DETAILED DESCRIPTION OF THE PREFERRED EMBODIMENT

Referring now to FIG. 1 of the drawings, FIG. 1 shows how an add-drop multiplex is conventionally arranged.

FIG. 1 shows the basic function of an add-drop Multiplex. In the embodiment shown in this figure the traffic is multiplexed demultiplexed at the terminal multiplexes 1 and 2 and sent between the multiplexes via wire links 3. In accordance with requirements the traffic can pass between the multiplexes untouched or can be routed so that it is added to or dropped. Tributaries for adding or dropping traffic are shown at 4. This arrangement has the restriction that it involves the expense of two full terminal multiplexes and requires manual arrangement of the cables each time there is to be a change in routing of any component of the traffic.

Referring now to FIG. 2 of the drawings this shows a conventional add-drop multiplex system where routing flexibility is given by an interchange or matrix switch 5. Optical fibre lines are shown at 6 along with associated optical terminals 7. The output tributaries carrying data to be dropped or added are shown at 8.

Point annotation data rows
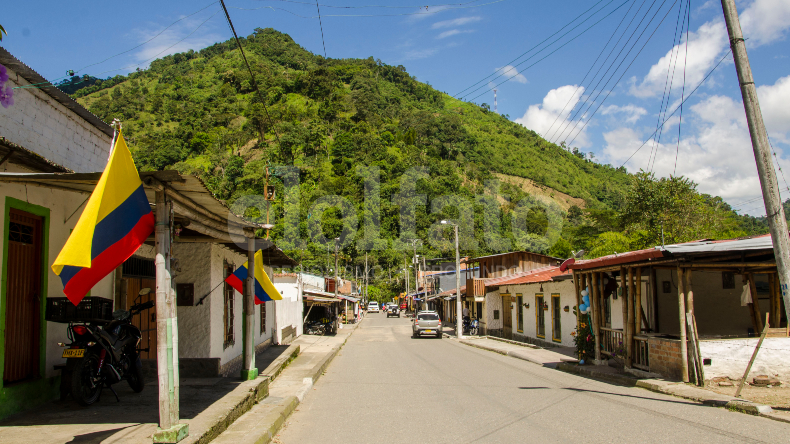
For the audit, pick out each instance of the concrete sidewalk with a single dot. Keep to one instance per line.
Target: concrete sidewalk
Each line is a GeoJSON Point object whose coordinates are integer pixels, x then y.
{"type": "Point", "coordinates": [265, 419]}
{"type": "Point", "coordinates": [520, 350]}
{"type": "Point", "coordinates": [548, 358]}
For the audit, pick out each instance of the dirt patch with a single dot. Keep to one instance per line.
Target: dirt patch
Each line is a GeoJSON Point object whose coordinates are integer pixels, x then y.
{"type": "Point", "coordinates": [530, 187]}
{"type": "Point", "coordinates": [777, 397]}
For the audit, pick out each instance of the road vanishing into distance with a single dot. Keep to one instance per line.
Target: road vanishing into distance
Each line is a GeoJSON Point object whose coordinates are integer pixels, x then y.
{"type": "Point", "coordinates": [384, 386]}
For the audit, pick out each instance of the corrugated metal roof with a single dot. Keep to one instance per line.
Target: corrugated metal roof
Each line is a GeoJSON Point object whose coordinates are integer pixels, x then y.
{"type": "Point", "coordinates": [543, 274]}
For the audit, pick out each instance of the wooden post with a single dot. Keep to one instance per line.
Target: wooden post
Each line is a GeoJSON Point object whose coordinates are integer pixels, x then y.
{"type": "Point", "coordinates": [166, 332]}
{"type": "Point", "coordinates": [684, 356]}
{"type": "Point", "coordinates": [638, 302]}
{"type": "Point", "coordinates": [249, 371]}
{"type": "Point", "coordinates": [596, 315]}
{"type": "Point", "coordinates": [691, 324]}
{"type": "Point", "coordinates": [754, 307]}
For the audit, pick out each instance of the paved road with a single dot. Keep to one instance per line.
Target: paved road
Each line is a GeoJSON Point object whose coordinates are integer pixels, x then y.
{"type": "Point", "coordinates": [386, 387]}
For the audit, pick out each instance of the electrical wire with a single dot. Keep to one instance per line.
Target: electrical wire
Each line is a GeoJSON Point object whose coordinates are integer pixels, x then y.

Required work:
**a)** Answer these questions from the add-drop multiplex description:
(i) In FIG. 1, at what reference number are the tributaries for adding or dropping traffic shown?
(ii) In the FIG. 2 system, what provides routing flexibility?
(iii) Besides the expense of two full terminal multiplexes, what does the FIG. 1 arrangement require each time routing changes?
**b)** Extend the add-drop multiplex description beyond its final sentence.

Responses for each task:
**a)**
(i) 4
(ii) An interchange or matrix switch 5
(iii) Manual arrangement of the cables

**b)**
The functionality of the interchange or matrix switch varies between designs; in particular it can vary in the following parameters:

a) the size of the smallest increment of traffic which can be routed, and whether such an increment is fixed in size or is variable in the operation of the multiplex.

b) the routing options which are available, e.g. whether the increments can be transferred between timeslots as they pass through the multiplex, or merely be accessed by the add-drop tributary ports (it is not uncommon for selection of the accessible timeslots to be the only degree of routing control which the multiplex offers; where there is no switching function, this control is implemented by physically associating each plug-in card with certain timeslots so that they are accessed automatically if the appropriate card is inserted).

c) whether increments of traffic can be selectively sent back in the direction from which they came, possibly in a different timeslot, in the line with item (b) above.

d) the number of ports on the multiplex which are able to support its full "through" traffic capacity.

Combining the full functions of (a) and (b) allows the management of bandwidth in a chain of add-drop multiplexes. This is intended to be done by opening up a gap in the traffic, freeing an associated group of timeslots by transferring their previous contents to other timeslots, a process referred to as "repacking". As a result, the later insertion of a wideband data channel becomes possible. A wideband channel is conventionally specified so that it must occupy such as associated group of timeslots, rather than being spread piecemeal in a manner similar to that commonly associated with the writing of data to a partially filled computer disc drive.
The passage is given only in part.